------ INPUT ------

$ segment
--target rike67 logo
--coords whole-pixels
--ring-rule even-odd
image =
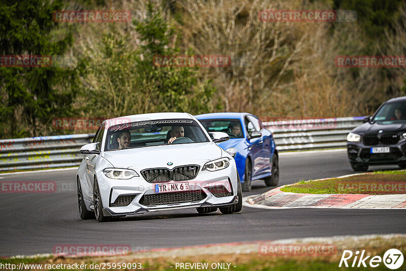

------

Reproduce every line of the records above verbatim, omitting the pictures.

$ segment
--target rike67 logo
--coords whole-pixels
--ring-rule even-odd
image =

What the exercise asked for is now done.